Source records

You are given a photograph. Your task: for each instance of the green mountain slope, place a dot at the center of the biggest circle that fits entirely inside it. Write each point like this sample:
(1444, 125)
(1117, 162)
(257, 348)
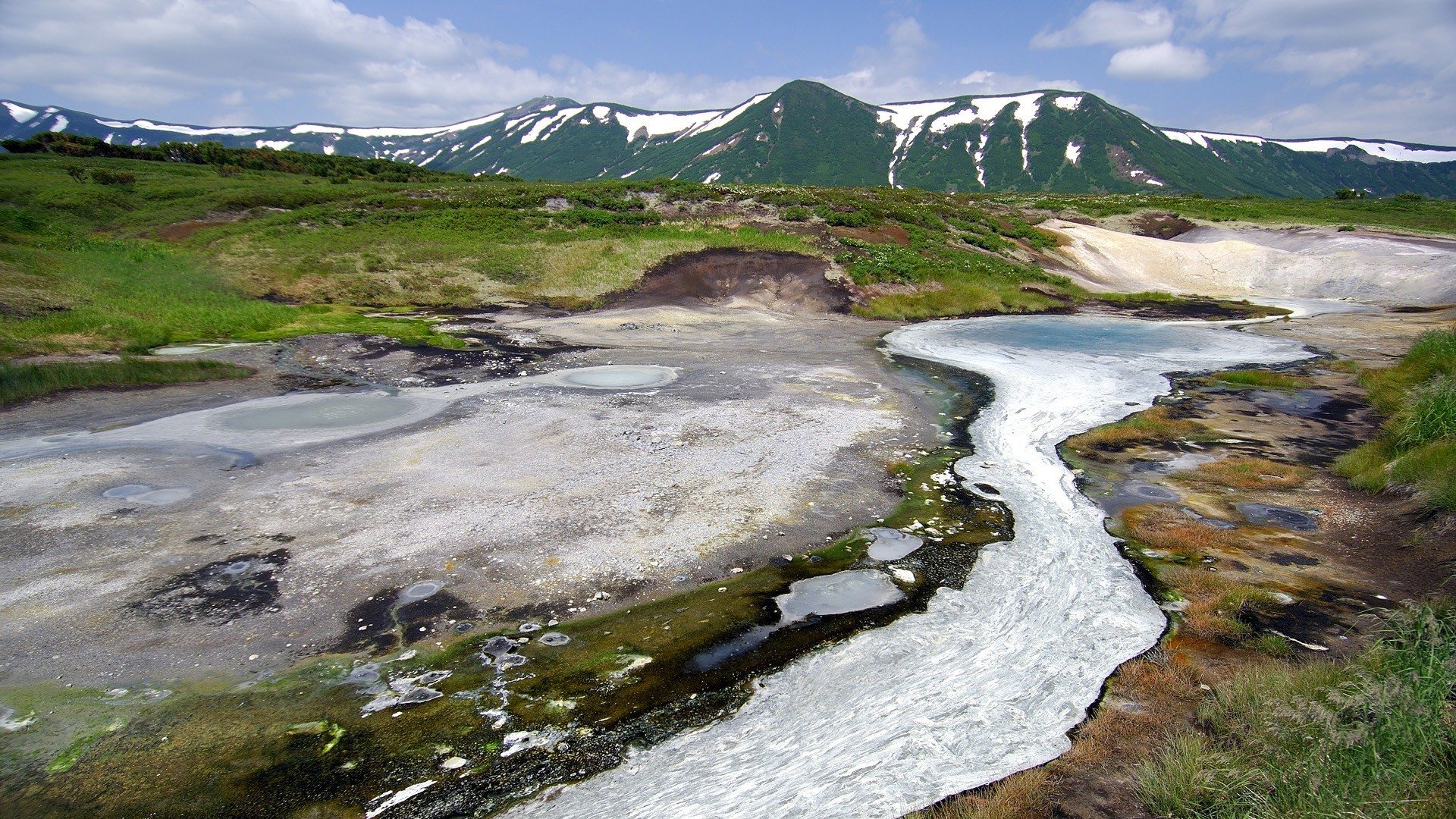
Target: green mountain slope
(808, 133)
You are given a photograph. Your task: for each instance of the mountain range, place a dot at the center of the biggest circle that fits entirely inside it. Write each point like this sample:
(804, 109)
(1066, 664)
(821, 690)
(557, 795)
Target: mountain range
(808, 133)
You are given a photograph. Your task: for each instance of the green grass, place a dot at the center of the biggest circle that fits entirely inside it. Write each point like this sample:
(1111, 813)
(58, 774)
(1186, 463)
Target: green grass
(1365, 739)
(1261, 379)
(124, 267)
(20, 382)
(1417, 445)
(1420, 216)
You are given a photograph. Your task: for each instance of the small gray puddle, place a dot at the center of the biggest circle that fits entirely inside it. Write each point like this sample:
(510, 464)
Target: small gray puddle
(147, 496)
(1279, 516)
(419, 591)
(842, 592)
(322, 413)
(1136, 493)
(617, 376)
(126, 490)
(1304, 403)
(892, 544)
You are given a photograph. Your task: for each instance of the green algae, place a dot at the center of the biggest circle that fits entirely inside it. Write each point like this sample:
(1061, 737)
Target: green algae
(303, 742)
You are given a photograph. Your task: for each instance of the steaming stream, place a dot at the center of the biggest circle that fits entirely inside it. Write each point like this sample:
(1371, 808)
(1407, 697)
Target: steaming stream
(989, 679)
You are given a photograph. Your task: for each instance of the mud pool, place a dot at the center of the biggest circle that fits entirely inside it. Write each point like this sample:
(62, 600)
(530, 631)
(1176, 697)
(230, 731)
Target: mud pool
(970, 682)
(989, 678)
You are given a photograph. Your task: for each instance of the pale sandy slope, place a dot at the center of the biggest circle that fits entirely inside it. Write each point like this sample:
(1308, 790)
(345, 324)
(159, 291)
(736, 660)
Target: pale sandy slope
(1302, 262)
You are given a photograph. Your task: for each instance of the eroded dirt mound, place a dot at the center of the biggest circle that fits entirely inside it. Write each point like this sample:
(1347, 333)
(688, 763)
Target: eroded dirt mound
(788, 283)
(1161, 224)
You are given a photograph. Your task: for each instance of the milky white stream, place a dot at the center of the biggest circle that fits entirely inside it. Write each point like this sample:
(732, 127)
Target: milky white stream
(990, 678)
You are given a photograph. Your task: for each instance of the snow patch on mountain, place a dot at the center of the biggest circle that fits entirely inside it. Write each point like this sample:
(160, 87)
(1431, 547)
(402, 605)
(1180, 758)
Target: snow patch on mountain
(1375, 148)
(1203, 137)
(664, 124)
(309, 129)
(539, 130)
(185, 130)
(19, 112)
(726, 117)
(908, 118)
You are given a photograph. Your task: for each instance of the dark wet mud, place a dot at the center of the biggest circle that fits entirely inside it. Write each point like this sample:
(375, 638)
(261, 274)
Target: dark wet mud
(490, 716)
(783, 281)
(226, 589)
---
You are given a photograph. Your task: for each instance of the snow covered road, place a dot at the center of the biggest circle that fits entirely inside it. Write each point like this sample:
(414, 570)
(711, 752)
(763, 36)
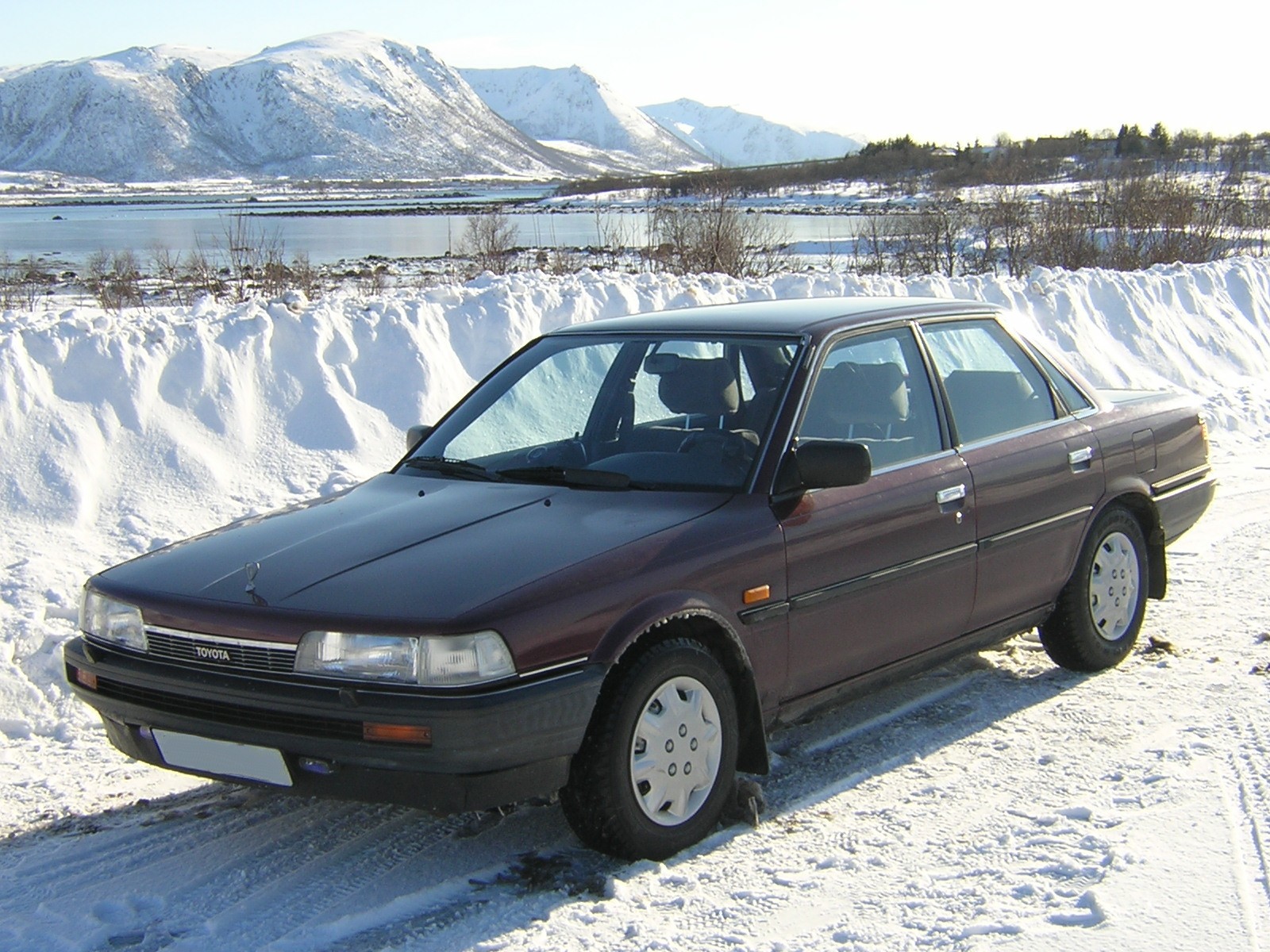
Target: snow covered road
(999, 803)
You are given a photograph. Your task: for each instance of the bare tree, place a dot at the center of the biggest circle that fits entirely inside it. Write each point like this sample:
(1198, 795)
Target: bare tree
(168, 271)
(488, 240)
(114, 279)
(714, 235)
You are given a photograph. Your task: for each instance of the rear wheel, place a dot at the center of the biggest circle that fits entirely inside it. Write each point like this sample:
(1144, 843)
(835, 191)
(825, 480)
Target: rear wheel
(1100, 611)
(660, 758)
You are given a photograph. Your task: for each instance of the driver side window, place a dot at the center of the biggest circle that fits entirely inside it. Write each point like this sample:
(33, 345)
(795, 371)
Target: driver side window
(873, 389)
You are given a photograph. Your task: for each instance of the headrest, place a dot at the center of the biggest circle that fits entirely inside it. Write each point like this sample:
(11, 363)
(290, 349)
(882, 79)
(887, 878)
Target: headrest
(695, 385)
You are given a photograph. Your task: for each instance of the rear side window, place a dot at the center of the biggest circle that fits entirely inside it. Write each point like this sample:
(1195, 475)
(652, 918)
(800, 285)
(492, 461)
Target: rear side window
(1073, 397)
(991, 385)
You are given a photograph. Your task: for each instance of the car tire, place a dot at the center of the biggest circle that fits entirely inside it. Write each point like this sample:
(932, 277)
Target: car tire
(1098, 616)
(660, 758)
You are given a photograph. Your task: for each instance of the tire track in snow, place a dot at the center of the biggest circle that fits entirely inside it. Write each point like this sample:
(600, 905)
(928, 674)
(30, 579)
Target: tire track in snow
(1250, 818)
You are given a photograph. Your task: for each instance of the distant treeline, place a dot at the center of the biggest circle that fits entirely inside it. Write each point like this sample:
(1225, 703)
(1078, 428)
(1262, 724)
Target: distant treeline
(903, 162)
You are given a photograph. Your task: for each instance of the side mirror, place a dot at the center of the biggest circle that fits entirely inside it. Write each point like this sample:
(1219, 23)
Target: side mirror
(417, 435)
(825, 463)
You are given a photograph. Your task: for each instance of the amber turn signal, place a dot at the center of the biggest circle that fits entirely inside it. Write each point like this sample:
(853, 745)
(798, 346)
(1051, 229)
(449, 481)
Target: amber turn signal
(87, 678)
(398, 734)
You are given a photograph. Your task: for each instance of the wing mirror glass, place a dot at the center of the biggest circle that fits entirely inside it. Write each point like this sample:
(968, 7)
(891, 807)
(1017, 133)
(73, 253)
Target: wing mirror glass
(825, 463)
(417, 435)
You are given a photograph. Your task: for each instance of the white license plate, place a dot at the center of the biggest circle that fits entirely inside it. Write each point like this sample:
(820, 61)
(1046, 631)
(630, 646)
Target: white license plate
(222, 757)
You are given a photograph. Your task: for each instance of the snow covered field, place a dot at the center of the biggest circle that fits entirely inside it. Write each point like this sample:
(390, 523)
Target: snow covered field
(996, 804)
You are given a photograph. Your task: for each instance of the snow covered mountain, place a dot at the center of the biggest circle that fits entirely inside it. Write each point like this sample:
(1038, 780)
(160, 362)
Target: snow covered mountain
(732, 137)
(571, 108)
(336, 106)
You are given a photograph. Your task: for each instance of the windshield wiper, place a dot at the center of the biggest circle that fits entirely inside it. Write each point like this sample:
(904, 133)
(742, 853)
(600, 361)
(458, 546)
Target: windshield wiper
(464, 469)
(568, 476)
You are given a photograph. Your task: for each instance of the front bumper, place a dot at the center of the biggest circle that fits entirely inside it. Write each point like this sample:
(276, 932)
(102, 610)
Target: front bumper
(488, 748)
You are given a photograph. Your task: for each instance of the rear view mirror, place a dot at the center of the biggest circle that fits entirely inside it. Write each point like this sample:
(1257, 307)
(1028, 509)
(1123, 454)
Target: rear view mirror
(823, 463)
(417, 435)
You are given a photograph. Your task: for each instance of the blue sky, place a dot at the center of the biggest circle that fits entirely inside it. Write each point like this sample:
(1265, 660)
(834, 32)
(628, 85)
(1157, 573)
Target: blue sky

# Problem:
Gather each line of the records holding the string "blue".

# Answer for the task:
You are given a photograph. Your task: for each instance of the blue sky, place a dot at the center of the biggest circle that fits entirely inside it. Write each point like this sample:
Target: blue sky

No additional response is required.